QUOTED PASSAGE:
-*-

The Fall of Maximilian's Empire as seen from a United States Gunboat. By Seaton Schroeder, Lieutenant U.S.N. New York: G. P. Putnam's Sons. Pp. 130. Price, $1.

"A letter-book and a log-book," says the author, "are the foundation upon which the fabric of this narrative rests." Lieutenant Schroeder was attached to the United States Steamer Tacony, Commander Roe, which was dispatched to Mexican waters in 1867, "to protect American interests" in those regions while the people were ridding themselves of the French and their Austrian mock-emperor. He was, therefore, more or less a personal observer of the events that occurred from that time till the intruders were finally expelled, and Maximilian was executed; and of all those transactions in which foreign agents could participate. Besides what he saw himself and heard from his intercourse with the officers of the fleets of other nations stationed in the same regions,"a scrutiny of various executive documents, departmental files, and volumes of diplomatic correspondence, has elicited from those musty sources certain interesting matters not presented in any history connected with the closing scenes of Prince Maximilian's short reign in Mexico." The result of the whole is a modest, straight-forward narrative which is a contribution to history.

Agriculture in some of its Relations with Chemistry. By F. N. Storer. New York: Charles Scribner's Sons. Two vols. Pp. 529, 509.

-*-

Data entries
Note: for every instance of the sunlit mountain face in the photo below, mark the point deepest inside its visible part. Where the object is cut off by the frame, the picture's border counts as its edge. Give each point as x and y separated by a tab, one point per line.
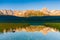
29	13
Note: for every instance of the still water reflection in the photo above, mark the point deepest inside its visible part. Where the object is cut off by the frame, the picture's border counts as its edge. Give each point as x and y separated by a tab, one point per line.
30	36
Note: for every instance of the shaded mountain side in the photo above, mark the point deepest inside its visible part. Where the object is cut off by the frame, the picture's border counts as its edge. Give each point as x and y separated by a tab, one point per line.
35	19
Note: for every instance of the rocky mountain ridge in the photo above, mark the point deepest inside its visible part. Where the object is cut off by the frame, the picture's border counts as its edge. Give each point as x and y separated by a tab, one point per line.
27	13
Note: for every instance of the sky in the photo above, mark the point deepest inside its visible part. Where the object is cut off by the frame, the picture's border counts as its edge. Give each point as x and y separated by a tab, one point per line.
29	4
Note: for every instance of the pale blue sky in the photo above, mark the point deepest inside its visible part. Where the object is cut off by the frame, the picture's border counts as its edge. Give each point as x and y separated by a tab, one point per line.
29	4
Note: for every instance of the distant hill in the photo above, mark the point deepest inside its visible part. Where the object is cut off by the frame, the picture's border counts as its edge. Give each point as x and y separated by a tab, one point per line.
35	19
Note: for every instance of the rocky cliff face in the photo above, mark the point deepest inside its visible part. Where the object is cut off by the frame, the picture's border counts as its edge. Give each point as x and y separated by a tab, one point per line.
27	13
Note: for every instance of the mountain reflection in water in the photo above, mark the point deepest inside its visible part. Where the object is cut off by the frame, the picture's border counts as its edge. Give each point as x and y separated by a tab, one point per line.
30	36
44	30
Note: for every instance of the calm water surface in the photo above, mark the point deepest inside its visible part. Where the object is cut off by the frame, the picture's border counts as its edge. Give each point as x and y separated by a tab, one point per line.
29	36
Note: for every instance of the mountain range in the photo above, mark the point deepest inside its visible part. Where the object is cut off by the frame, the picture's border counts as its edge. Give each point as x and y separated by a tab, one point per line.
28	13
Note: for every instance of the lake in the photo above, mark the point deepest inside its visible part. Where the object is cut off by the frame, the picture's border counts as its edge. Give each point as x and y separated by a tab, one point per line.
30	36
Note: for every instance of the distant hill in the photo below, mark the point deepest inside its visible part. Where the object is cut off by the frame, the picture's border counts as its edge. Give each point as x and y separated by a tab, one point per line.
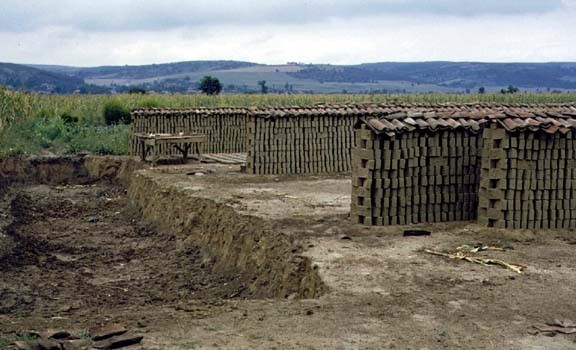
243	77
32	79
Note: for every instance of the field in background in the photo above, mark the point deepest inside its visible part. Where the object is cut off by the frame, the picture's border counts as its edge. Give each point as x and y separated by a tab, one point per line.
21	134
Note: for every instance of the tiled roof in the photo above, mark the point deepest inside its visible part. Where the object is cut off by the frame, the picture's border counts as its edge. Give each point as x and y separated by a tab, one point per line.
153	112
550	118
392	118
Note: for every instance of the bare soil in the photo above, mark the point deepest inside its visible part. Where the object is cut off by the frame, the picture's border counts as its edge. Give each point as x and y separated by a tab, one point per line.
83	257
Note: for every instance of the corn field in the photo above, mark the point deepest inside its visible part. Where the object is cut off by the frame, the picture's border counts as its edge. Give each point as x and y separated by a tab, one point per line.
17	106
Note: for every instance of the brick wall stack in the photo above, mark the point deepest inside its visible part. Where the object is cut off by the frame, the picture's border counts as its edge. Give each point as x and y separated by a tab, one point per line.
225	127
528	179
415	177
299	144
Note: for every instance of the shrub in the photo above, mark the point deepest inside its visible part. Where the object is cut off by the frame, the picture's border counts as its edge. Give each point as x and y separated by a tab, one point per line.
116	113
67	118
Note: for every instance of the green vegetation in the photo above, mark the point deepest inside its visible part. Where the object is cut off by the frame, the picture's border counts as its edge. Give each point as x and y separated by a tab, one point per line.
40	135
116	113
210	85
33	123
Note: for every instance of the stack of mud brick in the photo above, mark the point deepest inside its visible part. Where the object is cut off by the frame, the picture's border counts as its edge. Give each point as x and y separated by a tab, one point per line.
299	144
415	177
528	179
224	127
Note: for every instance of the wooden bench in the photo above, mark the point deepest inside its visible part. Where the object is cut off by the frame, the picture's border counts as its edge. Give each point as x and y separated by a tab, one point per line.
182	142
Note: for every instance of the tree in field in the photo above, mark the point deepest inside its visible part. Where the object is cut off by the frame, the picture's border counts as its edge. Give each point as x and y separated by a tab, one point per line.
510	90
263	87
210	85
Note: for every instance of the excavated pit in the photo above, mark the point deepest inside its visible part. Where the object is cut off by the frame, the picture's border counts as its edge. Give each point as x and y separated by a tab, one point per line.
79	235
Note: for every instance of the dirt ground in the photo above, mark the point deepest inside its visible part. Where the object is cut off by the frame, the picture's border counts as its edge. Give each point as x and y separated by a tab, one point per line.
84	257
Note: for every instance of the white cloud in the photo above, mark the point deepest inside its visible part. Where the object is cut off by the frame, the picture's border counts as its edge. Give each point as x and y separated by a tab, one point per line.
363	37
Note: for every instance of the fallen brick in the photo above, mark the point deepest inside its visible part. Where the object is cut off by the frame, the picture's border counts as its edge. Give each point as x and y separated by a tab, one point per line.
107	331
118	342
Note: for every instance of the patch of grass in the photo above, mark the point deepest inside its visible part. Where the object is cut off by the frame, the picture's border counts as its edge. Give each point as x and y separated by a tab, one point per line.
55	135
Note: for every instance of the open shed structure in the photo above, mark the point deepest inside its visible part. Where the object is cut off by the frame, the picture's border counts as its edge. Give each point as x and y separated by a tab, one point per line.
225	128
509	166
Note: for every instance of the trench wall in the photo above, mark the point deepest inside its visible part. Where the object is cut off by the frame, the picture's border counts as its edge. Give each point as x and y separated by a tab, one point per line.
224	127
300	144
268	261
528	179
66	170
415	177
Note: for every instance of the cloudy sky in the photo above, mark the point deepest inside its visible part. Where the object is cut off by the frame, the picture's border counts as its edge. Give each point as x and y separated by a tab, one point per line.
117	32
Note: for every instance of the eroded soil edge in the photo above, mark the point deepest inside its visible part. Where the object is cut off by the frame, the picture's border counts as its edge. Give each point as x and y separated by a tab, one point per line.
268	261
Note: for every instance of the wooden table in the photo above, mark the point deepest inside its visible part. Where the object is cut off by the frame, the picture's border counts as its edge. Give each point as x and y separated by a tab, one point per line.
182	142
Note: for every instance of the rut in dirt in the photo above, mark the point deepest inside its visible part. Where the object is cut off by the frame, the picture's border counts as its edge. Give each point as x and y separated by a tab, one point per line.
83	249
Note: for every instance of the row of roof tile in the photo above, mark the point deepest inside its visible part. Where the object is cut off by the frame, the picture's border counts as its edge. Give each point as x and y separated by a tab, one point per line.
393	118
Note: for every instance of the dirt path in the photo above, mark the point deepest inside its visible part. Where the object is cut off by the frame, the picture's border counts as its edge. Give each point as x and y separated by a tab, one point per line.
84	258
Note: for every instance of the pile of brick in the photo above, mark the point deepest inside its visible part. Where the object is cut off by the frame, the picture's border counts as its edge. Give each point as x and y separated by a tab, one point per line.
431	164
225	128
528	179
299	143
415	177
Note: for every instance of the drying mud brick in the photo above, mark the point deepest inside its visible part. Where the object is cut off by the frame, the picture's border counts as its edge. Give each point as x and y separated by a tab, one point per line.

-*-

Pick up the book notices above from their last line and keep writing them.

This book, the author says, has been written in the interest of persons fond of rural affairs, and of students of agriculture. It makes no special appeal to chemists or to students of chemistry. It is based upon lectures, suggestive rather than encyclopedic, which have been delivered annually by the author at the Bussey Institution during the past sixteen years (1871-1887). These lectures, which have been many times altered and revised, were addressed to small classes of students of two distinct types—viz., young farmers, and sons of farmers, familiar with the manual practice of agricultural operations, who were desirous of studying some of the sciences which bear most immediately upon the art of farming; and city-bred men, often graduates of the academic department of the university, who intended to establish themselves upon farms, or to occupy country-seats, or to become landscape-gardeners. The lectures are upon a considerable range of subjects, which may, perhaps, be only partly covered by such headings as the relations of soil, air, water, and the plant; tillage; manures (including the chemical action of the soil, the special manures in their variety, animal and vegetable refuse, green manuring, vegetable mold, farm-yard manure, composts, night-soil, etc.); rotation of crops; action of fire on soils; irrigation; sewage; the disposing of farms; various crops; and pastures. To such inspection as we have been able to give them, the practical value of the lectures appears high as compared with most other works of the class.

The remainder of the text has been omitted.